* [Data supplied]
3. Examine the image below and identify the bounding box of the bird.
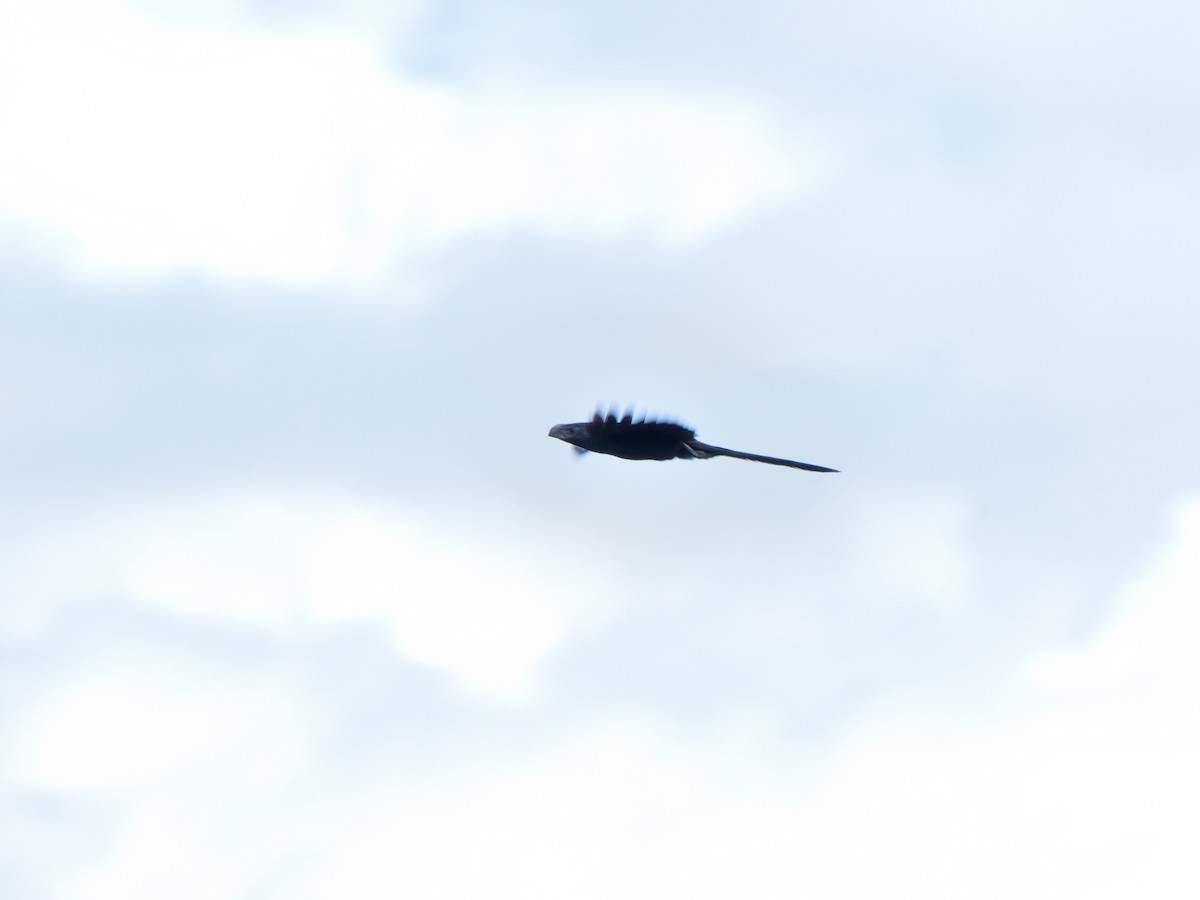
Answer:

--

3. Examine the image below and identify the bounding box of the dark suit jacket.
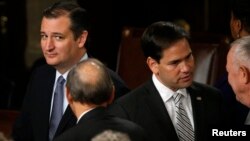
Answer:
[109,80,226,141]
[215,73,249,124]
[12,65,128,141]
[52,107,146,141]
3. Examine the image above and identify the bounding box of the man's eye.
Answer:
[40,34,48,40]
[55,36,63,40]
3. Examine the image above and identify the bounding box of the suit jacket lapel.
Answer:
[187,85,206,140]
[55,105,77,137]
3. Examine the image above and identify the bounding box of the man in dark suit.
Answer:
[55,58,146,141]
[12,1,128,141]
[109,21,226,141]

* [Aim of the exercise] Reproduce verbatim the lines of the records from the one containing "in dark suit." up to and including the one containing "[109,21,226,141]".

* [Full answer]
3. Examine the image above and identify the bounding box of the man in dark suit.
Answer:
[55,58,146,141]
[12,1,128,141]
[109,21,226,141]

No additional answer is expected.